- _Exercise_: Can you output the lines below as a Markdown table with two columns, Row and Line, numbering each row, skipping blank lines and leaving out the pictures?

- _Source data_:

____________

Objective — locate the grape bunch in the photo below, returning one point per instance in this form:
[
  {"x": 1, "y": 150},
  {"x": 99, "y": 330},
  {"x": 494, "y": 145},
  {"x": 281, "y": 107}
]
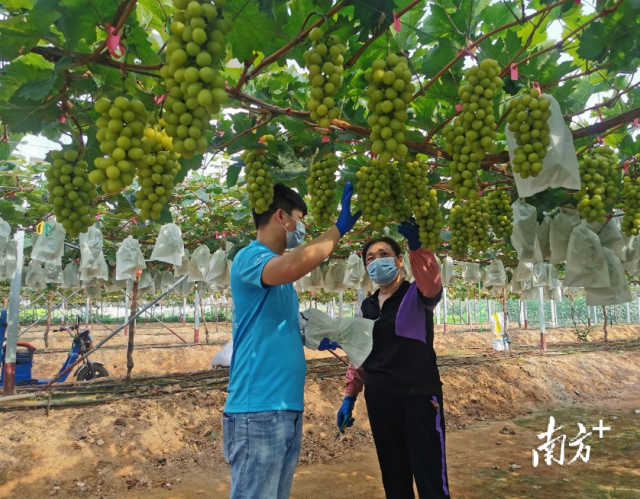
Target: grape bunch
[
  {"x": 322, "y": 187},
  {"x": 373, "y": 190},
  {"x": 631, "y": 218},
  {"x": 422, "y": 201},
  {"x": 476, "y": 218},
  {"x": 398, "y": 203},
  {"x": 157, "y": 174},
  {"x": 258, "y": 178},
  {"x": 472, "y": 134},
  {"x": 598, "y": 183},
  {"x": 500, "y": 213},
  {"x": 459, "y": 241},
  {"x": 195, "y": 51},
  {"x": 390, "y": 91},
  {"x": 324, "y": 62},
  {"x": 120, "y": 132},
  {"x": 528, "y": 122},
  {"x": 70, "y": 191}
]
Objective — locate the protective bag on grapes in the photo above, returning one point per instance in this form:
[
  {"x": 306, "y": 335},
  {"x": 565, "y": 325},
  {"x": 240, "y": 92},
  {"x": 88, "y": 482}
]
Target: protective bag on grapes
[
  {"x": 559, "y": 167},
  {"x": 355, "y": 271},
  {"x": 182, "y": 268},
  {"x": 586, "y": 264},
  {"x": 169, "y": 247},
  {"x": 334, "y": 278},
  {"x": 610, "y": 237},
  {"x": 559, "y": 233},
  {"x": 53, "y": 273},
  {"x": 199, "y": 264},
  {"x": 217, "y": 270},
  {"x": 5, "y": 234},
  {"x": 496, "y": 276},
  {"x": 71, "y": 277},
  {"x": 543, "y": 237},
  {"x": 49, "y": 248},
  {"x": 615, "y": 294},
  {"x": 524, "y": 238},
  {"x": 471, "y": 272},
  {"x": 8, "y": 268},
  {"x": 35, "y": 276},
  {"x": 354, "y": 335}
]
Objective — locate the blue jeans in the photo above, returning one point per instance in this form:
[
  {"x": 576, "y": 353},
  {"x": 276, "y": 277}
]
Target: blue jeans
[{"x": 262, "y": 449}]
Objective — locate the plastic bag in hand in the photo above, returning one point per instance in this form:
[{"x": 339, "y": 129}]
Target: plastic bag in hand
[
  {"x": 355, "y": 271},
  {"x": 129, "y": 259},
  {"x": 560, "y": 166},
  {"x": 615, "y": 294},
  {"x": 524, "y": 238},
  {"x": 586, "y": 264},
  {"x": 354, "y": 336},
  {"x": 199, "y": 264},
  {"x": 169, "y": 247},
  {"x": 559, "y": 233},
  {"x": 49, "y": 248}
]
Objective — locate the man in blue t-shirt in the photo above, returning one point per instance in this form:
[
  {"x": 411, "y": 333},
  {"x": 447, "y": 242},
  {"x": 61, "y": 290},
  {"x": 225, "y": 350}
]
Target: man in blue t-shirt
[{"x": 262, "y": 424}]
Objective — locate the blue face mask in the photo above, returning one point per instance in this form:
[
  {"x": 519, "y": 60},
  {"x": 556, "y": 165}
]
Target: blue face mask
[
  {"x": 295, "y": 237},
  {"x": 383, "y": 270}
]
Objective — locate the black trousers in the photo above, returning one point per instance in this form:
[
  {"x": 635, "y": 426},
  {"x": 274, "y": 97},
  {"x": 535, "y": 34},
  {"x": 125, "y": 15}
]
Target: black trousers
[{"x": 408, "y": 431}]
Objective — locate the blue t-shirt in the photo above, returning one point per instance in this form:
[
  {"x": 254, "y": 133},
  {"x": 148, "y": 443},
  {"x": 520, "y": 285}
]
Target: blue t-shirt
[{"x": 268, "y": 367}]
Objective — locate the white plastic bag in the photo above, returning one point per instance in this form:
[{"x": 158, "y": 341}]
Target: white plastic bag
[
  {"x": 618, "y": 292},
  {"x": 49, "y": 248},
  {"x": 223, "y": 357},
  {"x": 199, "y": 264},
  {"x": 169, "y": 247},
  {"x": 524, "y": 238},
  {"x": 559, "y": 233},
  {"x": 129, "y": 259},
  {"x": 471, "y": 272},
  {"x": 560, "y": 166},
  {"x": 355, "y": 271},
  {"x": 496, "y": 276},
  {"x": 355, "y": 336},
  {"x": 446, "y": 274},
  {"x": 586, "y": 264},
  {"x": 543, "y": 237}
]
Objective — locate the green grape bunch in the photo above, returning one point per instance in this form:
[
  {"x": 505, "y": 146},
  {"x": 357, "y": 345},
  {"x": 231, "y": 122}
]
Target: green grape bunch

____________

- _Response_:
| Row | Line |
|---|---|
| 1 | Objective — locate the grape bunch in the photo below, returning one point per instance in this form: |
| 2 | [ |
| 3 |   {"x": 1, "y": 150}, |
| 4 |   {"x": 99, "y": 330}, |
| 5 |   {"x": 494, "y": 145}, |
| 6 |   {"x": 281, "y": 107} |
| 7 | ] |
| 8 | Target: grape bunch |
| 9 | [ |
| 10 |   {"x": 322, "y": 187}, |
| 11 |   {"x": 373, "y": 190}, |
| 12 |   {"x": 631, "y": 218}, |
| 13 |   {"x": 422, "y": 201}, |
| 14 |   {"x": 476, "y": 218}, |
| 15 |   {"x": 398, "y": 203}, |
| 16 |   {"x": 157, "y": 174}, |
| 17 |   {"x": 258, "y": 178}, |
| 18 |   {"x": 472, "y": 134}, |
| 19 |   {"x": 598, "y": 183}, |
| 20 |   {"x": 500, "y": 213}, |
| 21 |   {"x": 459, "y": 241}, |
| 22 |   {"x": 195, "y": 51}, |
| 23 |   {"x": 390, "y": 91}, |
| 24 |   {"x": 324, "y": 62}, |
| 25 |   {"x": 120, "y": 132}, |
| 26 |   {"x": 528, "y": 122}, |
| 27 |   {"x": 70, "y": 191} |
| 28 | ] |
| 29 | Objective — locate the protective bag on grapes in the photo above, returning one point per instance in this form: |
| 30 | [ |
| 31 |   {"x": 306, "y": 335}, |
| 32 |   {"x": 565, "y": 325}, |
| 33 |   {"x": 240, "y": 92}, |
| 34 |   {"x": 88, "y": 482} |
| 35 | ] |
| 36 | Target: protective bag on grapes |
| 37 | [ |
| 38 |   {"x": 559, "y": 167}, |
| 39 |   {"x": 355, "y": 271}, |
| 40 |   {"x": 182, "y": 268}, |
| 41 |   {"x": 586, "y": 264}, |
| 42 |   {"x": 169, "y": 247}, |
| 43 |   {"x": 334, "y": 278}, |
| 44 |   {"x": 610, "y": 237}, |
| 45 |   {"x": 559, "y": 233}, |
| 46 |   {"x": 53, "y": 273}, |
| 47 |   {"x": 199, "y": 264}, |
| 48 |   {"x": 217, "y": 270}, |
| 49 |   {"x": 5, "y": 234}, |
| 50 |   {"x": 496, "y": 276}, |
| 51 |   {"x": 71, "y": 277}, |
| 52 |   {"x": 543, "y": 237}, |
| 53 |   {"x": 49, "y": 248}, |
| 54 |   {"x": 615, "y": 294}, |
| 55 |   {"x": 524, "y": 238}, |
| 56 |   {"x": 471, "y": 272}, |
| 57 |   {"x": 8, "y": 268}, |
| 58 |   {"x": 35, "y": 276}, |
| 59 |   {"x": 354, "y": 335} |
| 60 | ] |
| 61 | Objective — locate the blue jeans in the photo above, returning one point per instance in this form: |
| 62 | [ |
| 63 |   {"x": 576, "y": 353}, |
| 64 |   {"x": 276, "y": 277} |
| 65 | ] |
| 66 | Target: blue jeans |
| 67 | [{"x": 262, "y": 449}] |
| 68 | Objective — locate the plastic bag in hand in the photo above, returning one point per instance in this form: |
| 69 | [{"x": 339, "y": 129}] |
| 70 | Target: plastic bag in hand |
| 71 | [ |
| 72 |   {"x": 355, "y": 271}, |
| 73 |   {"x": 129, "y": 259}, |
| 74 |   {"x": 560, "y": 166}, |
| 75 |   {"x": 615, "y": 294}, |
| 76 |   {"x": 524, "y": 238}, |
| 77 |   {"x": 586, "y": 264}, |
| 78 |   {"x": 354, "y": 336}, |
| 79 |   {"x": 199, "y": 264}, |
| 80 |   {"x": 169, "y": 247}, |
| 81 |   {"x": 559, "y": 233}, |
| 82 |   {"x": 49, "y": 248} |
| 83 | ] |
| 84 | Objective — locate the man in blue t-shirt in the photo above, returning one point per instance in this form: |
| 85 | [ |
| 86 |   {"x": 411, "y": 333}, |
| 87 |   {"x": 447, "y": 242}, |
| 88 |   {"x": 61, "y": 290}, |
| 89 |   {"x": 225, "y": 350} |
| 90 | ] |
| 91 | Target: man in blue t-shirt |
| 92 | [{"x": 262, "y": 424}] |
| 93 | Objective — locate the blue face mask in the photo above, returning one point per instance in this form: |
| 94 | [ |
| 95 |   {"x": 519, "y": 60}, |
| 96 |   {"x": 556, "y": 165} |
| 97 | ] |
| 98 | Target: blue face mask |
| 99 | [ |
| 100 |   {"x": 295, "y": 237}, |
| 101 |   {"x": 383, "y": 270} |
| 102 | ] |
| 103 | Objective — locate the black trousers in the photo above, returning one point per instance in this form: |
| 104 | [ |
| 105 |   {"x": 635, "y": 426}, |
| 106 |   {"x": 274, "y": 97}, |
| 107 |   {"x": 535, "y": 34}, |
| 108 |   {"x": 125, "y": 15} |
| 109 | ] |
| 110 | Target: black trousers |
| 111 | [{"x": 408, "y": 431}] |
| 112 | Objective — locate the blue t-shirt in the photo above, returning one point per instance in this form: |
| 113 | [ |
| 114 |   {"x": 254, "y": 133}, |
| 115 |   {"x": 148, "y": 443}, |
| 116 |   {"x": 520, "y": 285} |
| 117 | ] |
| 118 | Target: blue t-shirt |
| 119 | [{"x": 268, "y": 367}] |
| 120 | Objective — locate the white plastic bag in the photo above, returning one point per instance in this form: |
| 121 | [{"x": 158, "y": 341}] |
| 122 | Target: white plastic bag |
| 123 | [ |
| 124 |   {"x": 618, "y": 292}, |
| 125 |   {"x": 49, "y": 248}, |
| 126 |   {"x": 223, "y": 357}, |
| 127 |   {"x": 199, "y": 264}, |
| 128 |   {"x": 169, "y": 247}, |
| 129 |   {"x": 524, "y": 238}, |
| 130 |   {"x": 559, "y": 233}, |
| 131 |   {"x": 129, "y": 259}, |
| 132 |   {"x": 471, "y": 272}, |
| 133 |   {"x": 560, "y": 166}, |
| 134 |   {"x": 355, "y": 271}, |
| 135 |   {"x": 496, "y": 276}, |
| 136 |   {"x": 355, "y": 336}, |
| 137 |   {"x": 446, "y": 274}, |
| 138 |   {"x": 586, "y": 264}, |
| 139 |   {"x": 543, "y": 237} |
| 140 | ] |
| 141 | Objective — locate the green grape bunch in the photo above, returning one point per instance in this form: |
| 142 | [ |
| 143 |   {"x": 505, "y": 146}, |
| 144 |   {"x": 357, "y": 345}, |
| 145 |   {"x": 231, "y": 122} |
| 146 | ] |
| 147 | Target: green grape bunch |